> _Given exercise_
Which lines in the items below contain the word "mulch"? Pull out each one and copy it in full.

[Records from a data collection]
________________________________________

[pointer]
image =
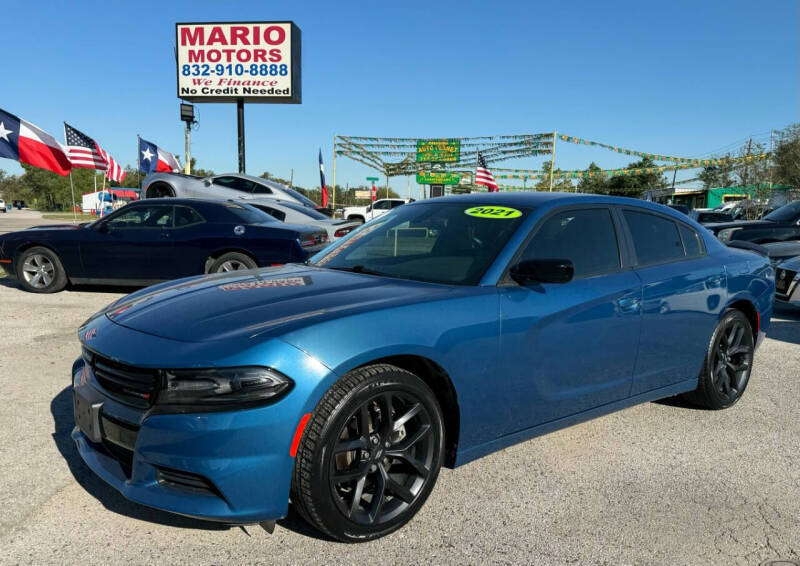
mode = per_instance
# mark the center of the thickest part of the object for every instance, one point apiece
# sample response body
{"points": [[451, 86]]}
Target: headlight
{"points": [[220, 386], [725, 235]]}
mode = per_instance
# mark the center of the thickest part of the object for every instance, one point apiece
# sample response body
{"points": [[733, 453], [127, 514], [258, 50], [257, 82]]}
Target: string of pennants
{"points": [[583, 173], [397, 156]]}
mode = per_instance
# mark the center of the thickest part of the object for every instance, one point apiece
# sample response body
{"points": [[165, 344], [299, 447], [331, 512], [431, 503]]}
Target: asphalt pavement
{"points": [[660, 483]]}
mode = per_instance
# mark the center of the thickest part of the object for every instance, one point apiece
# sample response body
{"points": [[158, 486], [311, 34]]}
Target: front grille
{"points": [[127, 384], [186, 481]]}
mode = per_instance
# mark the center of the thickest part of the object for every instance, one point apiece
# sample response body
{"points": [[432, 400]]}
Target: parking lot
{"points": [[660, 483]]}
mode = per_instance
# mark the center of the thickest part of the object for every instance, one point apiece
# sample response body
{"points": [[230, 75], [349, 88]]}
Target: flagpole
{"points": [[333, 202], [138, 180], [552, 160], [72, 188]]}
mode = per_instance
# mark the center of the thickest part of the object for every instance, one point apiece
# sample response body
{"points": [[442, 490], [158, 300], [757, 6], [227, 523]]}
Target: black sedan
{"points": [[154, 240], [779, 225]]}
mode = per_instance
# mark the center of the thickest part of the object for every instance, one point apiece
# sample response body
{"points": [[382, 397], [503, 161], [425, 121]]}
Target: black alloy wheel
{"points": [[728, 363], [370, 454], [382, 459]]}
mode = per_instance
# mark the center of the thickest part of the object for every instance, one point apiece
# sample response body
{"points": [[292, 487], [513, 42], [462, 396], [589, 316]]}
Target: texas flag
{"points": [[152, 158], [24, 142]]}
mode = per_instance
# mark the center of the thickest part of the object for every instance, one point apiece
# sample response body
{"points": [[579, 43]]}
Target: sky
{"points": [[681, 78]]}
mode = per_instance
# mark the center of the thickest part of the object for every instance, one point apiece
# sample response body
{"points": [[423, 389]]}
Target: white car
{"points": [[378, 208], [296, 214]]}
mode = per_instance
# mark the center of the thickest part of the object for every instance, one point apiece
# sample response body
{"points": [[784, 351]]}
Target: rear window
{"points": [[655, 238]]}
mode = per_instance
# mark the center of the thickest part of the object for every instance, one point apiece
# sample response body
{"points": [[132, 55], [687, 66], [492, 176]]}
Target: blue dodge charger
{"points": [[439, 333]]}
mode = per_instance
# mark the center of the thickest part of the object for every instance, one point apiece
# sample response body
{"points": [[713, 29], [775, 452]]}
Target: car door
{"points": [[132, 244], [569, 347], [682, 298], [192, 242]]}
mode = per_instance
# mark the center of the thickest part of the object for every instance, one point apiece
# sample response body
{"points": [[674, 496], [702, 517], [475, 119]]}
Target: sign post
{"points": [[239, 62]]}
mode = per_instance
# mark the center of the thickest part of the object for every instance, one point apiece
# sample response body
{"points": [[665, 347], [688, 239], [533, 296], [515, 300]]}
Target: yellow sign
{"points": [[493, 212]]}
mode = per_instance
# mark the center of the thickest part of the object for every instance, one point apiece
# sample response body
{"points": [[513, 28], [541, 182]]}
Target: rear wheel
{"points": [[729, 360], [370, 454], [40, 271], [232, 261]]}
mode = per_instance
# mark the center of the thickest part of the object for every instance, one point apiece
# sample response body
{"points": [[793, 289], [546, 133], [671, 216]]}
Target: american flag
{"points": [[83, 151], [483, 176]]}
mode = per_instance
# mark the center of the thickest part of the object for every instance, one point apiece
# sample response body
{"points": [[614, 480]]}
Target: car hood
{"points": [[262, 303]]}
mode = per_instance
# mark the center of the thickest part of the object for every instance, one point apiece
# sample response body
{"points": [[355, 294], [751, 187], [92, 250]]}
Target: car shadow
{"points": [[61, 409]]}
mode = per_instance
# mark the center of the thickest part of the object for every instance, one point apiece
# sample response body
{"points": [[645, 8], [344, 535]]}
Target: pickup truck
{"points": [[777, 226], [378, 208]]}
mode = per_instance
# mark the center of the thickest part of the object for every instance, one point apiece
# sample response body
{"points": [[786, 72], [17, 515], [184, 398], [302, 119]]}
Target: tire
{"points": [[40, 271], [728, 363], [349, 451], [232, 261], [160, 190]]}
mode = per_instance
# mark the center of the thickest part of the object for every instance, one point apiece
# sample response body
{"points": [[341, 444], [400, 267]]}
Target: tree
{"points": [[596, 183], [561, 184], [635, 185], [714, 176]]}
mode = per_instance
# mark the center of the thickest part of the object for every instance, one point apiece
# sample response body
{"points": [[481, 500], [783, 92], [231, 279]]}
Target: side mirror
{"points": [[543, 271]]}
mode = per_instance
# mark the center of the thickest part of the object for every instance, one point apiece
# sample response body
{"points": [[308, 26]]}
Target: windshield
{"points": [[310, 212], [452, 243], [305, 200], [786, 213], [248, 214]]}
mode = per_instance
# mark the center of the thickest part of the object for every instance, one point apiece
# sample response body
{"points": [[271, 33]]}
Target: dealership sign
{"points": [[438, 151], [253, 61]]}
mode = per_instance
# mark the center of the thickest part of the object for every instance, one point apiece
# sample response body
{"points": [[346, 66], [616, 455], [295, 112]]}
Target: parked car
{"points": [[787, 282], [292, 213], [378, 208], [708, 216], [441, 332], [222, 187], [779, 225], [154, 240], [781, 251]]}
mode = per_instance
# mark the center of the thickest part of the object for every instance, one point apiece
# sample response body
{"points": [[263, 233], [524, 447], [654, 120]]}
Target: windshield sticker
{"points": [[262, 283], [493, 212]]}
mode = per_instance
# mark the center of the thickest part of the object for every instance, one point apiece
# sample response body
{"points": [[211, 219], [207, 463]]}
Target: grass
{"points": [[67, 216]]}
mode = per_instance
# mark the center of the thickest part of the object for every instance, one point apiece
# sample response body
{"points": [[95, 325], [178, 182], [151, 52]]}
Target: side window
{"points": [[691, 242], [235, 183], [277, 214], [261, 189], [655, 238], [585, 237], [187, 216], [153, 216]]}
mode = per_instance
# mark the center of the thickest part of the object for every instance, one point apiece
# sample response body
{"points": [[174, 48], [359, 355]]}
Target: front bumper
{"points": [[232, 466]]}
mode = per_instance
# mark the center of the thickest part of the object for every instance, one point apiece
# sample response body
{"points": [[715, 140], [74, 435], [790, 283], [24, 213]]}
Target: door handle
{"points": [[628, 304]]}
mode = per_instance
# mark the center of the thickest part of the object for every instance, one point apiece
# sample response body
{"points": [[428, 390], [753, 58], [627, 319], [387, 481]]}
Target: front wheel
{"points": [[370, 454], [729, 360]]}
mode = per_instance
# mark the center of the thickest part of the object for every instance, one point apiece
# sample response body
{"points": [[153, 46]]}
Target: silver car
{"points": [[292, 213], [222, 187], [787, 282]]}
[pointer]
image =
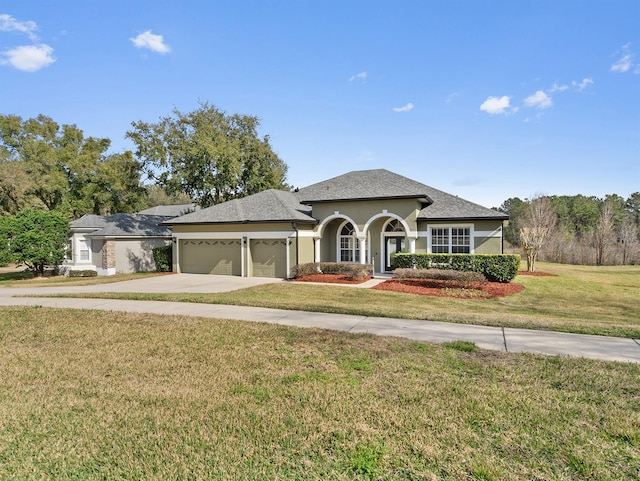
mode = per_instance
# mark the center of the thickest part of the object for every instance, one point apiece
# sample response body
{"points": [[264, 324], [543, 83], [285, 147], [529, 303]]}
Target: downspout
{"points": [[293, 226]]}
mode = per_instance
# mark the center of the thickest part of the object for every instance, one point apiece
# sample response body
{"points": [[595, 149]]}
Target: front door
{"points": [[392, 245]]}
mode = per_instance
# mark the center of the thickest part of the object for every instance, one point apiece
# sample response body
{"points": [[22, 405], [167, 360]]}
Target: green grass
{"points": [[588, 300], [26, 278], [94, 395]]}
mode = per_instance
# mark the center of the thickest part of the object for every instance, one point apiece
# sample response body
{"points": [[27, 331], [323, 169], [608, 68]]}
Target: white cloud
{"points": [[10, 24], [558, 88], [151, 41], [539, 100], [496, 105], [580, 86], [28, 58], [623, 64], [358, 76], [404, 108]]}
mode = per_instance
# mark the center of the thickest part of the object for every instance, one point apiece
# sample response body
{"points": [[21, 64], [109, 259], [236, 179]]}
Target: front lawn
{"points": [[102, 395]]}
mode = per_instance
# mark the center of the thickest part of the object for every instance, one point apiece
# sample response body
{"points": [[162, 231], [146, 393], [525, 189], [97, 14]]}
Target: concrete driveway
{"points": [[168, 283]]}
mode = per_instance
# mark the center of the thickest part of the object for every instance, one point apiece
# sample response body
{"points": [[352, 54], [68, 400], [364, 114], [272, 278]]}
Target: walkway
{"points": [[493, 338]]}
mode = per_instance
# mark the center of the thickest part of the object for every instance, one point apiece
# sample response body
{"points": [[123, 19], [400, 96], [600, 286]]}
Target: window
{"points": [[451, 240], [349, 245]]}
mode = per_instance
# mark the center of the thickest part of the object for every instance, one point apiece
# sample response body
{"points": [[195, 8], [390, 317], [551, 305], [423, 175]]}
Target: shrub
{"points": [[83, 273], [495, 267], [163, 257], [440, 275], [352, 271]]}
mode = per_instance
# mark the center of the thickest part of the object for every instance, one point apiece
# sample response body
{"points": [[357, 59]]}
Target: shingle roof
{"points": [[267, 206], [170, 210], [123, 225], [363, 185]]}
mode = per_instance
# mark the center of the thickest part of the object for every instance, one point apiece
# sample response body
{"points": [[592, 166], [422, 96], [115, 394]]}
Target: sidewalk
{"points": [[492, 338]]}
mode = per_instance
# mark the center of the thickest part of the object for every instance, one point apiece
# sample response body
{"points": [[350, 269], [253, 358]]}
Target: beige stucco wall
{"points": [[136, 255], [362, 211]]}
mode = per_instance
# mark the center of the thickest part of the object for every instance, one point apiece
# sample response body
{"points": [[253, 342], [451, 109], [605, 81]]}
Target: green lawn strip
{"points": [[27, 279], [595, 300], [95, 395]]}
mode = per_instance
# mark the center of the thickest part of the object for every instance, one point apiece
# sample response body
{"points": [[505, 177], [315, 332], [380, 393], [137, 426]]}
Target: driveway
{"points": [[197, 283]]}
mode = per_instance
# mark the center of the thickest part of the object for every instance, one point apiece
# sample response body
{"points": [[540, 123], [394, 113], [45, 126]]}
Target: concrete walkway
{"points": [[493, 338]]}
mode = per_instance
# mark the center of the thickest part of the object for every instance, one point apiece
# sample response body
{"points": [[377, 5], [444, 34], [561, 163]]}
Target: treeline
{"points": [[582, 230], [204, 157]]}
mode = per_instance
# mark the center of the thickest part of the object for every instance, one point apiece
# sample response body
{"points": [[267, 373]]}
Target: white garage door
{"points": [[269, 258], [211, 256]]}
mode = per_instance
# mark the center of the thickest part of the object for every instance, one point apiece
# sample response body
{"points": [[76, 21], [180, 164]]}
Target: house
{"points": [[121, 243], [362, 216]]}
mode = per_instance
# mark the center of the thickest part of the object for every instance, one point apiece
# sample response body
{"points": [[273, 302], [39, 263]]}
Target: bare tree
{"points": [[537, 223], [604, 233], [629, 240]]}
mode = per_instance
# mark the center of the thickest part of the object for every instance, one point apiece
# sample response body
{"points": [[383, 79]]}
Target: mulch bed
{"points": [[426, 287], [330, 278], [430, 287]]}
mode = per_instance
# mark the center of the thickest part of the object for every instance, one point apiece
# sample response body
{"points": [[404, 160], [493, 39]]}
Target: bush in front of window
{"points": [[495, 267], [352, 271], [83, 273]]}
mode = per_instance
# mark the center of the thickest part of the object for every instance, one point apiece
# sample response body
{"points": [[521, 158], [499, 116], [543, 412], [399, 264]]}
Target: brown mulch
{"points": [[431, 287], [536, 274], [426, 287], [331, 279]]}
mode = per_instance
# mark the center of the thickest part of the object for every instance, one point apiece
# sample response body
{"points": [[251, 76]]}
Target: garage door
{"points": [[269, 258], [211, 256]]}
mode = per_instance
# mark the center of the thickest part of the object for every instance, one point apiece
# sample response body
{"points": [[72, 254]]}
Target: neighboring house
{"points": [[362, 216], [121, 243]]}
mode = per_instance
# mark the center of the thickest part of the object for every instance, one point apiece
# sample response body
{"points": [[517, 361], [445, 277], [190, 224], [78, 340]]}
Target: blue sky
{"points": [[483, 99]]}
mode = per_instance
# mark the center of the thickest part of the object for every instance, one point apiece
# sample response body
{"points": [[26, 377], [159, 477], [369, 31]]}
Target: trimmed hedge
{"points": [[83, 273], [352, 271], [440, 275], [163, 257], [495, 267]]}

________________________________________

> _Expected answer_
Target: mulch bed
Target: brown mulch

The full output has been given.